**Listing:**
════

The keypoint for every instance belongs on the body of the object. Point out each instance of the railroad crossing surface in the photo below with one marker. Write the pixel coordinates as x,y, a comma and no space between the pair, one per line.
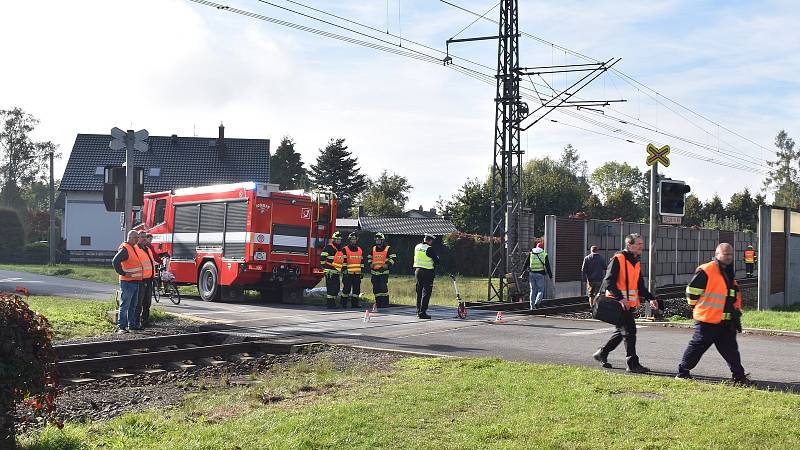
770,359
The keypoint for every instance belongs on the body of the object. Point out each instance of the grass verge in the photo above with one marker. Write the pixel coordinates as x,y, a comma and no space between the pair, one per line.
452,403
100,274
72,318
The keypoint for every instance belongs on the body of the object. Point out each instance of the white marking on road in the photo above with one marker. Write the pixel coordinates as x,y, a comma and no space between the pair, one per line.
587,332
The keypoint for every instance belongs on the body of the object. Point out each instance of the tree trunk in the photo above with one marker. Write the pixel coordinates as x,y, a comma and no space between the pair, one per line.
7,431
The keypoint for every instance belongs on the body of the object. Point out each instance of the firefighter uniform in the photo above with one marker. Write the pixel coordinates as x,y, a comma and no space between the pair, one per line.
425,261
351,280
750,259
331,260
380,260
716,301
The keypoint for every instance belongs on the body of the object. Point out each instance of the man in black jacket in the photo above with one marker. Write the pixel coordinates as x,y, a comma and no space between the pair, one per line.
625,284
592,271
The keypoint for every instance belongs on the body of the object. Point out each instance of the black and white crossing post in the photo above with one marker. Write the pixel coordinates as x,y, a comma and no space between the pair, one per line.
129,140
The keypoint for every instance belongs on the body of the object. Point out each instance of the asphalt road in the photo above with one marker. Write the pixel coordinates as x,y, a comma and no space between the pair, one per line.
772,360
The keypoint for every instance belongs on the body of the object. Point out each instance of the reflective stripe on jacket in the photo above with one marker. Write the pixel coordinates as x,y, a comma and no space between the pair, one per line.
421,258
537,261
353,260
628,273
710,307
131,266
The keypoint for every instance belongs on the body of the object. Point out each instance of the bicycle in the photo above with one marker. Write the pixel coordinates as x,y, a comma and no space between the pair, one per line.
164,286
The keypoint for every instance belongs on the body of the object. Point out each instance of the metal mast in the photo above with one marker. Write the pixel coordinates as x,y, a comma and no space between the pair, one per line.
506,176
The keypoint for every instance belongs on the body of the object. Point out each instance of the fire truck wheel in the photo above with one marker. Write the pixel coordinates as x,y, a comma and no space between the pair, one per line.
208,282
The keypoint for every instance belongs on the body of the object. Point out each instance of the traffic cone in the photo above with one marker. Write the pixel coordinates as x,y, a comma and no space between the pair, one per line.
499,317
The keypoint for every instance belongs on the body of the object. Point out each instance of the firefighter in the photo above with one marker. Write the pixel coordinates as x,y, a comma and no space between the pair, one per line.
128,264
750,259
331,259
716,303
425,262
380,260
624,283
353,263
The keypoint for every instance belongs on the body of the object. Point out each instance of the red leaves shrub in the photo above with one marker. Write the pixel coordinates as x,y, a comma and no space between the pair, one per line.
28,370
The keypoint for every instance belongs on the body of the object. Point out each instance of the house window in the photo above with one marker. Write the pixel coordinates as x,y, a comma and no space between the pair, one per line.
161,206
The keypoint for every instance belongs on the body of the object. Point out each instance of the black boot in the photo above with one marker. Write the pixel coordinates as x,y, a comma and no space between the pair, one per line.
602,357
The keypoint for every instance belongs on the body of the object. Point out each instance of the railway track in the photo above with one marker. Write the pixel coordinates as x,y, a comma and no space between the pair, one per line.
576,304
116,358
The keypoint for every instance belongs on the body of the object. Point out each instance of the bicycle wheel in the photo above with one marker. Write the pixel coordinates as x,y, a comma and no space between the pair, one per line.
171,290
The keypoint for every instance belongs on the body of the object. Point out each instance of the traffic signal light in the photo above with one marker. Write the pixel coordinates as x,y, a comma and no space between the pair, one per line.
672,196
114,188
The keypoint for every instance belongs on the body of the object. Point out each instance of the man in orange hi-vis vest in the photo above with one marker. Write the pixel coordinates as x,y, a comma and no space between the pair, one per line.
716,305
750,259
623,282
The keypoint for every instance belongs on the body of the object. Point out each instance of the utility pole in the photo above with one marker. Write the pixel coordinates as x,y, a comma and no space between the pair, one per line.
52,238
651,247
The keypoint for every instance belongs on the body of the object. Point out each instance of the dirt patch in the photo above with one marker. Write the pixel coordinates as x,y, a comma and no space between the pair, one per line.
108,398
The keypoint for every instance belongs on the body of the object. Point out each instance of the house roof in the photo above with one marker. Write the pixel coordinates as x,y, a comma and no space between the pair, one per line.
411,226
181,162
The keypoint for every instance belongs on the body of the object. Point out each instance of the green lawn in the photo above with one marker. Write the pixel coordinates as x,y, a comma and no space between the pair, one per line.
100,274
452,403
71,317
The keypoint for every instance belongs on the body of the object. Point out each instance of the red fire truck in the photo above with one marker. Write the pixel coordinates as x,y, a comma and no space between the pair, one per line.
231,237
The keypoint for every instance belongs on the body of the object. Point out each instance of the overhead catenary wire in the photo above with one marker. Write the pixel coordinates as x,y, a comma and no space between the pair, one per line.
393,48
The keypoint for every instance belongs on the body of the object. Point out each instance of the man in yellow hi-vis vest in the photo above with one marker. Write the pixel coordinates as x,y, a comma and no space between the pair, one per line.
425,262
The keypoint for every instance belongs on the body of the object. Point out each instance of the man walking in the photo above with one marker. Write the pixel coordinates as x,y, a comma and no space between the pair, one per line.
146,288
593,270
624,284
380,260
127,263
538,266
332,259
353,263
716,305
750,259
425,262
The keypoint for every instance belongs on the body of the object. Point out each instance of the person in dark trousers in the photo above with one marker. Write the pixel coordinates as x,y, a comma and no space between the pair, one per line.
538,264
716,303
593,270
146,288
380,260
127,263
425,262
331,260
353,265
623,282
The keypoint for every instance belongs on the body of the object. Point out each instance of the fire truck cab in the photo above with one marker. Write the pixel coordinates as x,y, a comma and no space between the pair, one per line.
229,238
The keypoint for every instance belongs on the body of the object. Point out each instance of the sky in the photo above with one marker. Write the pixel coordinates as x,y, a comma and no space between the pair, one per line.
178,67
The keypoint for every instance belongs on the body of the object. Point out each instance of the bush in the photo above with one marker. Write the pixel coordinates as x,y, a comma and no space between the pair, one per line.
27,364
12,235
36,253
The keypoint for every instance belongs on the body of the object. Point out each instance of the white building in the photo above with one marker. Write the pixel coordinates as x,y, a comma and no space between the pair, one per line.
93,234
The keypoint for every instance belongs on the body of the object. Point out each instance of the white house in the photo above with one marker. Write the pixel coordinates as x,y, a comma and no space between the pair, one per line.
93,234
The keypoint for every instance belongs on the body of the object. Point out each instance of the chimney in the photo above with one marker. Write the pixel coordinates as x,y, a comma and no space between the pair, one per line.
221,142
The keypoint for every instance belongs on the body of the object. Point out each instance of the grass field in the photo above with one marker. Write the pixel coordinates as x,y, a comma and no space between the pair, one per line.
453,404
76,318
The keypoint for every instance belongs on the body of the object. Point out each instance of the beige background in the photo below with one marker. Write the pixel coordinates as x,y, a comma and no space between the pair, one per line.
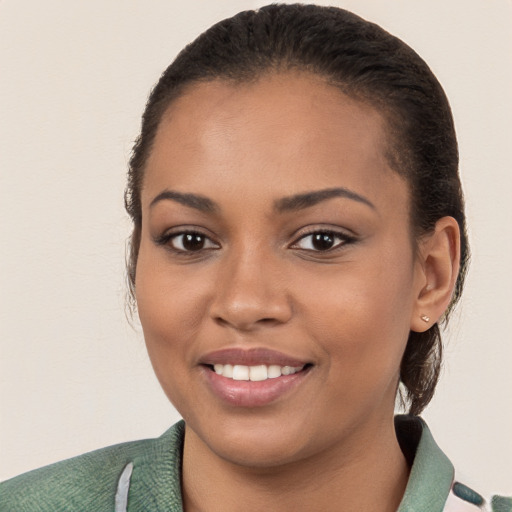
73,80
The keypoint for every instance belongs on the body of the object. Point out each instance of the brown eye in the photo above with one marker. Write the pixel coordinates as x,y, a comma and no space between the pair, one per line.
191,242
322,241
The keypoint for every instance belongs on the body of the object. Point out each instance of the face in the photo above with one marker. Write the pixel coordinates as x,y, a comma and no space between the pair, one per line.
275,239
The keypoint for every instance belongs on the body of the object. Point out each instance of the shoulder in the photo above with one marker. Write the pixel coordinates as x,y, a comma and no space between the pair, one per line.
89,481
433,482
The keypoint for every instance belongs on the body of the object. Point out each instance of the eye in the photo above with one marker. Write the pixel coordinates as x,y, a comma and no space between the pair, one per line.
189,242
322,241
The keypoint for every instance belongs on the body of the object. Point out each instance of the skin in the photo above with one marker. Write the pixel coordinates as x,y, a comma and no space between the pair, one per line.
259,282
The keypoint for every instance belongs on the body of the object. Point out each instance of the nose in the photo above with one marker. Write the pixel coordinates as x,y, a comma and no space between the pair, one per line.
251,293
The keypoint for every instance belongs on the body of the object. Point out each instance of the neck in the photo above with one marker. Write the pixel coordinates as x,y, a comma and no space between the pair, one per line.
371,477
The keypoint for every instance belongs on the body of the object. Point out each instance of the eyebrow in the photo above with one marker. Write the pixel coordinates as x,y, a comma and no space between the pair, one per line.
307,199
285,204
196,201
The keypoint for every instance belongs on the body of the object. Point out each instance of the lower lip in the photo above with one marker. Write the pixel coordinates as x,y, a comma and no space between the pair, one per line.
245,393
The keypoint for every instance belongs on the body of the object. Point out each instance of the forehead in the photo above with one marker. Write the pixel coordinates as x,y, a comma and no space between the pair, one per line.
290,130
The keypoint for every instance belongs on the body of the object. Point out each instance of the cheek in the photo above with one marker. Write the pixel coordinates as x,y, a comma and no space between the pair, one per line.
171,307
359,314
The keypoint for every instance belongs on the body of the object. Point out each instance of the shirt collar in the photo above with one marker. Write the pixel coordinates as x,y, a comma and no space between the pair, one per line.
431,474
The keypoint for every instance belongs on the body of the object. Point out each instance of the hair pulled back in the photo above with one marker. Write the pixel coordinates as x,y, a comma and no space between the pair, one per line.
366,63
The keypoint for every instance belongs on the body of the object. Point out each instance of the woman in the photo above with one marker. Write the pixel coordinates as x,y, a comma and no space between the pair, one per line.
298,235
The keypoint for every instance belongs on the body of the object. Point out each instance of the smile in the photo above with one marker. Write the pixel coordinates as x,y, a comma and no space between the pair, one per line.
254,373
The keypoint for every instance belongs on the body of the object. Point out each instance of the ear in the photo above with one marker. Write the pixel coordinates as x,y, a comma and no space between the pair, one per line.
437,268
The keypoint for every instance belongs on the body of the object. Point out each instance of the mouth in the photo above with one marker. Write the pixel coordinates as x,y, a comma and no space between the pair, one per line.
253,378
256,373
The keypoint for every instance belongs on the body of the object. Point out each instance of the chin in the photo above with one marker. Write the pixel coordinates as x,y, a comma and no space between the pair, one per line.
257,446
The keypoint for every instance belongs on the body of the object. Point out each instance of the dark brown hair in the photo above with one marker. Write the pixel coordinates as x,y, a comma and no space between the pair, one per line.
366,63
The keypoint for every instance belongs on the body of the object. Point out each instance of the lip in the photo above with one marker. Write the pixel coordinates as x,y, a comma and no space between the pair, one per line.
250,357
249,394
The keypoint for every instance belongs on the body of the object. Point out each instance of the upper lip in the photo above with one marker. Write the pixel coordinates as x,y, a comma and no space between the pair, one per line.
250,357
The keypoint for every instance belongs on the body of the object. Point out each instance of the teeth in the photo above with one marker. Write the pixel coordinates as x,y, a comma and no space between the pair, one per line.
254,373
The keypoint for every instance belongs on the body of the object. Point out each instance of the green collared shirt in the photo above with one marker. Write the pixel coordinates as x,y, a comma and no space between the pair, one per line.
145,476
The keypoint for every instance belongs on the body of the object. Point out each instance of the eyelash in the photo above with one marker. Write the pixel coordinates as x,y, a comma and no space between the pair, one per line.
167,238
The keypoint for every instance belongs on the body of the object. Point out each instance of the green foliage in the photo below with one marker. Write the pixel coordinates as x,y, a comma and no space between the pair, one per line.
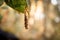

════

**Written instruction:**
Pull out every line above that contains the string "crossing", and leave out all others.

**Final result:**
The keypoint for every instance belongs on the body of the object. Point out each instance of the railroad crossing surface in the photo below with one marker. Write the pixel coordinates as x,y, a comma and no space between the pair, one per line.
The keypoint for every instance belongs on the body of the object. Point out each instance of the black and white crossing post in the photo above with one marker. Write the pixel coordinates as x,y, a comma and no space between the pair, one per line.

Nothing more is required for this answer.